╭─ Given records

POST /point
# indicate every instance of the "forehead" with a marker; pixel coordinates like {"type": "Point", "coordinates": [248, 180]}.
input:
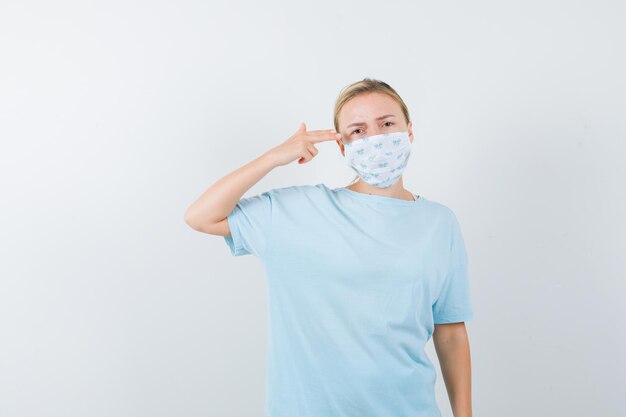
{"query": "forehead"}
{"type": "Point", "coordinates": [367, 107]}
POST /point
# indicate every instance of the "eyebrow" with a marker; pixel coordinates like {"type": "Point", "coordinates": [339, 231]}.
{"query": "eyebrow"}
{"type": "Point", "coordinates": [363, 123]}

╰─
╭─ Given records

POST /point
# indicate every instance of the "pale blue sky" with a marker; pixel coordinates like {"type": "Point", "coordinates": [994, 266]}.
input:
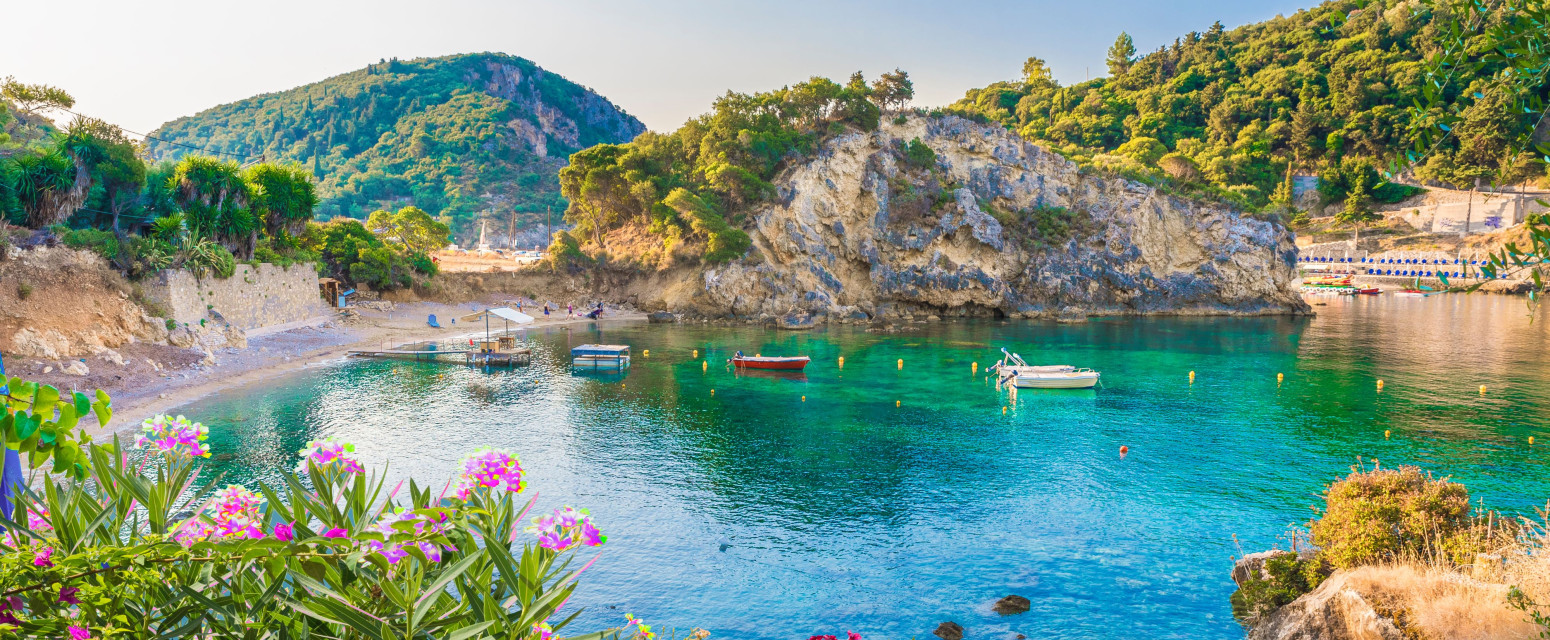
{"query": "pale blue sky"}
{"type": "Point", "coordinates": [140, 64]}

╰─
╭─ Given records

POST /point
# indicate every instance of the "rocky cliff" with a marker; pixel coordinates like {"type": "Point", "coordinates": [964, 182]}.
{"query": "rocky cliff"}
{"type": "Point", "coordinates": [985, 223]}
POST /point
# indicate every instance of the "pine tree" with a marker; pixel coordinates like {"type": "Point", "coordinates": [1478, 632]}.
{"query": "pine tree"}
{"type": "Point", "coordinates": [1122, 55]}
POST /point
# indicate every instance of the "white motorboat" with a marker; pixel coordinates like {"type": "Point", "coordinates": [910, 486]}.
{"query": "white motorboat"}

╰─

◆ What is required
Copy out every line above that contains the word "eyebrow". Uppercase and lowercase count, so match the case exactly.

◆ The output
# indicate every instance of the "eyebrow" with a marker; pixel coordinates like {"type": "Point", "coordinates": [339, 231]}.
{"query": "eyebrow"}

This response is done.